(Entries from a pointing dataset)

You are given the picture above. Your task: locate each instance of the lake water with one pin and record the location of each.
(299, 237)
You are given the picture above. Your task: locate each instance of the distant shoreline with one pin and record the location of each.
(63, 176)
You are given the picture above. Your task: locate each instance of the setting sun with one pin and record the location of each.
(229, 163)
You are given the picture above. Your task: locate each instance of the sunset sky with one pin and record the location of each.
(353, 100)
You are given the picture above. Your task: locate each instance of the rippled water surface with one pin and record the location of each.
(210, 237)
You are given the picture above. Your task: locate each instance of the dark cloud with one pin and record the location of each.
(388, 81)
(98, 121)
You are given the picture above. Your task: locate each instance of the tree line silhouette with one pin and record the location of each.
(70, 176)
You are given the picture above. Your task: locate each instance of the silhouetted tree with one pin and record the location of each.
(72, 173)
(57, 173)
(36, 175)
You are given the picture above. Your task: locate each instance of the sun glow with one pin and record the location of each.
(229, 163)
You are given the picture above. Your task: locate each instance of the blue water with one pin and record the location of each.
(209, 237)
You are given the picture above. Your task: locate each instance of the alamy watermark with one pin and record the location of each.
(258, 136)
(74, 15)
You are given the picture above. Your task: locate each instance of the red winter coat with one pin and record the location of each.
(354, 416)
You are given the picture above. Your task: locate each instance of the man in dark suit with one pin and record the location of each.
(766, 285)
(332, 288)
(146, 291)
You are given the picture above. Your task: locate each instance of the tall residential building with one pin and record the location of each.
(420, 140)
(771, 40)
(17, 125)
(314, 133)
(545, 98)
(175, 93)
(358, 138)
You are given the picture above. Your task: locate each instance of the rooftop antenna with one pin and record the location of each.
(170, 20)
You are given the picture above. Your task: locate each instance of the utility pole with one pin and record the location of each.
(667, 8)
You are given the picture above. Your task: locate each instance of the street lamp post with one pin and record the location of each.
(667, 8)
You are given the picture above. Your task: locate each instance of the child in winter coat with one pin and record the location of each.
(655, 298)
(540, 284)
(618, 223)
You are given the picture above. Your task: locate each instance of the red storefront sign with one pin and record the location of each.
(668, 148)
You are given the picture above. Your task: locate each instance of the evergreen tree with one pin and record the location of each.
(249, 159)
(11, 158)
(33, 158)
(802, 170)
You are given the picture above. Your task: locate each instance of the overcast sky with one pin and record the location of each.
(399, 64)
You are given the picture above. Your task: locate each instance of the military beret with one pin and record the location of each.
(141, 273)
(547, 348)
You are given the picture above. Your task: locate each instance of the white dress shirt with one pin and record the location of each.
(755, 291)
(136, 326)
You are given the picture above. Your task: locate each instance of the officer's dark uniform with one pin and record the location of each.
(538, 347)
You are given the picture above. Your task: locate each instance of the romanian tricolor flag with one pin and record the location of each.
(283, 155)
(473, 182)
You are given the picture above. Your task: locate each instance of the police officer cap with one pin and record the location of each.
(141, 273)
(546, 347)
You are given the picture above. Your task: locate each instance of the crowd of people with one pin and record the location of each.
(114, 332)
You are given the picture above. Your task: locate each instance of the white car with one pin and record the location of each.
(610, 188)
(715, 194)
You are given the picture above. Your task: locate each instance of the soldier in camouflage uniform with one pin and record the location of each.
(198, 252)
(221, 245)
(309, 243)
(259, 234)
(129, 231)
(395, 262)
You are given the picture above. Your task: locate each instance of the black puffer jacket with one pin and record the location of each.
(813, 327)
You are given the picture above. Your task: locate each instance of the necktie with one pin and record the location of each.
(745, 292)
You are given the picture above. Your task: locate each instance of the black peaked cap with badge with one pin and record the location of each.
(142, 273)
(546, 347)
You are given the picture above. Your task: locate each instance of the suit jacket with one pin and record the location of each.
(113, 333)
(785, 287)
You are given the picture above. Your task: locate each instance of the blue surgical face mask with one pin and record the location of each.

_Task details_
Could you quote, exactly as they appear, the line containing "of the romanian" and every line after it to the end of the records above?

_Right answer_
You are given the picture above. Your task: locate each instance of the romanian tricolor flag with one pin and record the location of each.
(283, 155)
(473, 182)
You are given the picture above. Your task: locate each instance of the police officer cap with one pin and record the location of each.
(141, 273)
(546, 347)
You are given the picture above. Your task: locate each instance of the crowd of people with one pin and record the location of each.
(114, 332)
You are given the picture above. Your task: locate each instance of the white car with one pin and record the location of each.
(610, 188)
(715, 194)
You are given the picture above. Your task: locate each instance of the soldier in camouflage uniform with one pin and record the location of each.
(198, 252)
(221, 245)
(309, 243)
(259, 234)
(129, 231)
(395, 262)
You are given the picture above. Your task: locate each instance of the black puffer jacket with one pin and record the location of each.
(813, 327)
You are given the picture above. Your task: locate each instance of the necktie with one pin and record the location of each.
(745, 292)
You are given the picture above. Your task: locate each instance of the black peaked cap with badge with one pin and record the location of each.
(142, 273)
(546, 347)
You are given the picture above. Your task: locate each instance of the suit jacket with one pin and record the location of each.
(113, 333)
(785, 287)
You are given the picture above. Your task: locate each instance of the blue surgical face mask with one pin and record the location of each.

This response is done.